Render every line of the listing below as a JSON list of strings, one string per line, with blank lines omitted. Leave the pictures out of the answer.

**Data lines:**
==================================================
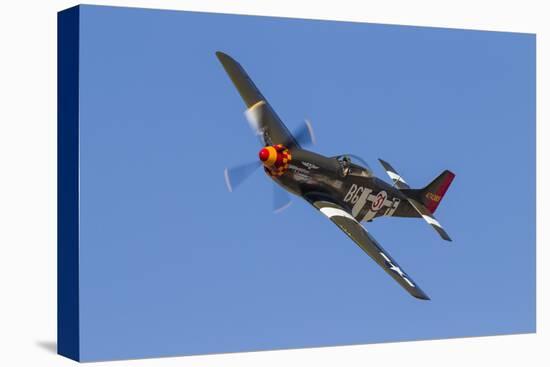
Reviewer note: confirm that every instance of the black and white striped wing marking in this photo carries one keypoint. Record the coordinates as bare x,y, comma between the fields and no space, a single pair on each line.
398,181
347,223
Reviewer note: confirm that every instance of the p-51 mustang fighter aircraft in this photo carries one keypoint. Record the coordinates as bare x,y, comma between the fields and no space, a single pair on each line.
344,191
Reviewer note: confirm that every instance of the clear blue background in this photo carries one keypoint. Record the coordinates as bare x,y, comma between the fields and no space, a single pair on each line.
171,263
==================================================
**Solution for this problem:**
[
  "Reviewer note: confirm that every instance of the black and white striped wing marking in this photo carries one keypoint. Record the coordinates as bare x,y, comma between the fields and no space, a single pair on each line.",
  "398,181",
  "347,223",
  "Reviewer note: confirm that every instance of the p-51 mustang fighter aircraft in this photo carries one keypoint. Record the coordinates as bare x,y, comma between the fields and no space, a single pair on each line.",
  "344,191",
  "Reviewer note: confirm that every instance of the clear blue background in this photo carries one keypoint. Record the coordinates as bare x,y, comma between the fields and no space, a single pair on each line.",
  "171,263"
]